■ DOCUMENT ■
□ □ □ □ □ □ □

6. Consideration shall be given to increasing the setback or front building
line from that required in the zoning district in which a subdivision
is located in order to retain, whenever possible, existing topography,
rock formation, large trees, natural features, natural watercourses,
historical sites or other similar assets.
7. The building area of a lot shall not be within fifty (50) feet of
the centerline of an existing watercourse nor be on a slope of twenty-five
percent (25%) or greater grade.
F. Street Design.
1. Street layouts shall provide access to all lots and parcels of land
within any subdivision. Street jogs of less than one hundred twenty-five
(125) feet shall be prohibited.
2. Minor streets shall be designed so as to discourage through traffic.
3. In conjunction with subdivisions into more than two (2) separate
lots, all platted streets shall be public rights-of-way dedicated
to the City of Pacific.
4. Minimum widths of street rights-of-way shall be as follows:
a. For arterial streets: eighty (80) feet.
b. For collector streets: sixty (60) feet.
c. For minor streets: fifty (50) feet.
d. For cul-de-sacs less than four hundred fifty (450) feet in length:
forty-six (46) feet.
5. Cul-de-sacs shall not exceed nine hundred (900) feet in length as
measured from the nearest intersecting street to the furthest point
of the turnaround. All cul-de-sacs shall terminate in a circular right-of-way
with a minimum diameter of one hundred (100) feet.
6. Subdivisions that adjoin or include existing streets that do not
conform to the required right-of-way widths shall dedicate additional
width along either or both sides of such streets. When a subdivision
is located on one (1) side of an existing street or road, a minimum
of one-half (½) of the required right-of-way shall be provided,
measured from the centerline of the right-of-way as originally established.

□ □ □ □ □ □ □

Answer these questions from the subdivision rules:
1. How close to the centerline of an existing watercourse may the building area of a lot be?
2. What is the minimum right-of-way width for collector streets?
3. What is the maximum length of a cul-de-sac?
The listing that comes next is separate material with no connection to the subdivision rules.

□ □ □ □ □ □ □

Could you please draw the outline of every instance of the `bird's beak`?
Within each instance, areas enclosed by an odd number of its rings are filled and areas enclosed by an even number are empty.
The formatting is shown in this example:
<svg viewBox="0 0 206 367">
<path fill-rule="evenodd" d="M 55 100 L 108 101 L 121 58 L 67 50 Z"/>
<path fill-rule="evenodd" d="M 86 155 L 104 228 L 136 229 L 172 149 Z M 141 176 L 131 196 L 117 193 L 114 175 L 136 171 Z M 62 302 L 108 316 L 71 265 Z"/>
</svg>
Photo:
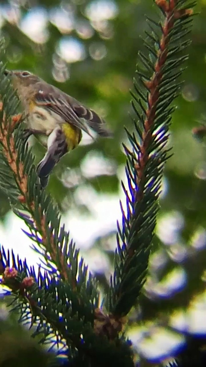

□ □ □ □ □ □ □

■ OUTPUT ■
1. The building area may not be within fifty (50) feet of the centerline of an existing watercourse.
2. The minimum right-of-way width for collector streets is sixty (60) feet.
3. A cul-de-sac may not exceed nine hundred (900) feet in length, measured from the nearest intersecting street to the furthest point of the turnaround.